* _TASK_: Find every line in the entries below that contains the word "grass", and copy each of those lines in full.

* _PROVIDED MATERIAL_:
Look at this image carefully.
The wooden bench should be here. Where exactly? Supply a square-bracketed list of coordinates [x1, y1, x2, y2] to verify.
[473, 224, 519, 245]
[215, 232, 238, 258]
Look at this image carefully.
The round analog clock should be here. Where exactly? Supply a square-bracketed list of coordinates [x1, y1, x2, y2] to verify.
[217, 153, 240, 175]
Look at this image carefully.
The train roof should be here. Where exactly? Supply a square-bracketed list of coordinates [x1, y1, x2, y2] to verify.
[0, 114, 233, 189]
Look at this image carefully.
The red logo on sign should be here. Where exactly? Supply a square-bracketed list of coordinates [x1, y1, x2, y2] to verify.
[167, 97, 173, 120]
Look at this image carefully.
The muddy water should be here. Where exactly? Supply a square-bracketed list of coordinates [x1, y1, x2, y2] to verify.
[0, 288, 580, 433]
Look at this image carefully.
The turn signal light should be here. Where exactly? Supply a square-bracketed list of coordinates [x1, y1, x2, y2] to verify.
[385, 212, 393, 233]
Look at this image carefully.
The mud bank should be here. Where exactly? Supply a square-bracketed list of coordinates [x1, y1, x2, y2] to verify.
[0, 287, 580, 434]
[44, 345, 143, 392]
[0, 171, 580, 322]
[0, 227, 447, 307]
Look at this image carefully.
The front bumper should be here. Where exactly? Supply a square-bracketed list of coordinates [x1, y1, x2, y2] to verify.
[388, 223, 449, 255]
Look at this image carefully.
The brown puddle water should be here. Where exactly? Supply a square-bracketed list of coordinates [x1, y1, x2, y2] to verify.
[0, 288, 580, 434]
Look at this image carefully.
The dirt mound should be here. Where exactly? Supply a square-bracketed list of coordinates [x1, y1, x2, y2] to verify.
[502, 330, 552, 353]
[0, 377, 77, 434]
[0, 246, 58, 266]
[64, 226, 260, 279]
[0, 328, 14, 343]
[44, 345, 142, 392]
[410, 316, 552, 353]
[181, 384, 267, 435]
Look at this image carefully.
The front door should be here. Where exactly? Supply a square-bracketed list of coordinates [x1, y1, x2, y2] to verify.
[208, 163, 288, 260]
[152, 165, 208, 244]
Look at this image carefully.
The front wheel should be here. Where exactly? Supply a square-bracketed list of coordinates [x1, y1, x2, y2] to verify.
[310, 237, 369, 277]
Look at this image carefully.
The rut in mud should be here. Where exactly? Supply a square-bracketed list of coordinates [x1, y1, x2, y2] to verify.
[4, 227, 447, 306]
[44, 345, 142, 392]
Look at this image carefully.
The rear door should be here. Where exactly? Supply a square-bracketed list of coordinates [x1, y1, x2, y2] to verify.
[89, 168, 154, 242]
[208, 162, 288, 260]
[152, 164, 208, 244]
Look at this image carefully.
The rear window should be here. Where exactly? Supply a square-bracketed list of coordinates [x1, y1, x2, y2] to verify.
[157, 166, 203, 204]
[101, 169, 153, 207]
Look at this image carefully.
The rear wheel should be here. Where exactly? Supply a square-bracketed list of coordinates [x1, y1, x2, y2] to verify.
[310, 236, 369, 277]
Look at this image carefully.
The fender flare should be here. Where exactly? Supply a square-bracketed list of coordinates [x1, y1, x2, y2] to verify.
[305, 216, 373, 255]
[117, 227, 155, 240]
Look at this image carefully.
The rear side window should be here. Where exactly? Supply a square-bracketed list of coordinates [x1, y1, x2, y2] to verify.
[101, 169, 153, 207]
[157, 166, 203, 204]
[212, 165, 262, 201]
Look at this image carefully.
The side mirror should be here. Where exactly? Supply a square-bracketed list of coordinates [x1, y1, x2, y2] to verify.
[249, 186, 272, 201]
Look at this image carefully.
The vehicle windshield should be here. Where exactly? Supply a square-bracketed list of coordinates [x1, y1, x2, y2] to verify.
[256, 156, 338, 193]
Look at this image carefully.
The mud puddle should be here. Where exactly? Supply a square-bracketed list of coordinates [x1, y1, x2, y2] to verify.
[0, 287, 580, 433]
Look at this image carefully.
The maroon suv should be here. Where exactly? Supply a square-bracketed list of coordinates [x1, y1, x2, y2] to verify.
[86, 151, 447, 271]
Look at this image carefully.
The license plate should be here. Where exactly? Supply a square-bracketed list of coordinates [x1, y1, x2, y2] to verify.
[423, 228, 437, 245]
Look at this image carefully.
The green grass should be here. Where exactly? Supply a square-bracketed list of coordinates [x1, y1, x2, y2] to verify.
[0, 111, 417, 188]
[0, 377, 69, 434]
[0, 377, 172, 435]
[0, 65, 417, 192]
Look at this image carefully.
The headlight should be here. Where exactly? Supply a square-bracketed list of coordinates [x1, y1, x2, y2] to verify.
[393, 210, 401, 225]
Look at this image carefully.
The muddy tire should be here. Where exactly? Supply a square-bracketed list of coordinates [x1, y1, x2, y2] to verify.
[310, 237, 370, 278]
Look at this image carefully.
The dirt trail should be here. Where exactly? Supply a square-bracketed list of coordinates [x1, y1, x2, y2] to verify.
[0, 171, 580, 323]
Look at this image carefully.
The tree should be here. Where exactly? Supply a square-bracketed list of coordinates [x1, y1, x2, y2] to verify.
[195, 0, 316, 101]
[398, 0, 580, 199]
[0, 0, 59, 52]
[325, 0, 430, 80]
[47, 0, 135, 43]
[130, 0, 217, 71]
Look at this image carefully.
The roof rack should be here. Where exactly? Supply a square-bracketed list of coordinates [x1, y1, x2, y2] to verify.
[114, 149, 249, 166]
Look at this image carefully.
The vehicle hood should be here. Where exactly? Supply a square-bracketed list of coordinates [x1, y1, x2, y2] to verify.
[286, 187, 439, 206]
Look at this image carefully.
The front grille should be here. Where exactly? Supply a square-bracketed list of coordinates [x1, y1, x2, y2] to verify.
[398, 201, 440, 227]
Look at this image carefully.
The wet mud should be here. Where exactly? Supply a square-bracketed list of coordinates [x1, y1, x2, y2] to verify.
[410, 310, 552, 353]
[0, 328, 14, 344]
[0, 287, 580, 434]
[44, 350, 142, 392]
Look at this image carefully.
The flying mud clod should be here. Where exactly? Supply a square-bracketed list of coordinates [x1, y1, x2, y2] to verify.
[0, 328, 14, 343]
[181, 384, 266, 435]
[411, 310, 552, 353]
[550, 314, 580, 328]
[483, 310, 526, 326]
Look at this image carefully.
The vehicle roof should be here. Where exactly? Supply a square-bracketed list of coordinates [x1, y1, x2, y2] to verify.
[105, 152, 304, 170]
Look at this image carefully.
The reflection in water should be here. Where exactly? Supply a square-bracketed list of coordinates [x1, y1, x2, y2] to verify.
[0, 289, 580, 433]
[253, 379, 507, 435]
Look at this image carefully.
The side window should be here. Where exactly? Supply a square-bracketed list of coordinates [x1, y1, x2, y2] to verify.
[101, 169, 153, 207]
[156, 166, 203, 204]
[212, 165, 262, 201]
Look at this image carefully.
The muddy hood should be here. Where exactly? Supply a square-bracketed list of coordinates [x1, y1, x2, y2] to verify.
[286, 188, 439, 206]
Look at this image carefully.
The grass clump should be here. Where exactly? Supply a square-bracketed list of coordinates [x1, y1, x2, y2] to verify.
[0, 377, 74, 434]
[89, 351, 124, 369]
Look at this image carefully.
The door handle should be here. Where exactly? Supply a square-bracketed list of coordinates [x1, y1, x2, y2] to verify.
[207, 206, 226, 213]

* _WRITTEN ANSWER_:
The green grass should be here. Where exactly? Supply a square-bracketed list of coordinates [x1, y1, x2, y2] to verify.
The grass clump should be here. Where exactly? Supply a square-bracketed list of coordinates [x1, y1, x2, y2] to verify.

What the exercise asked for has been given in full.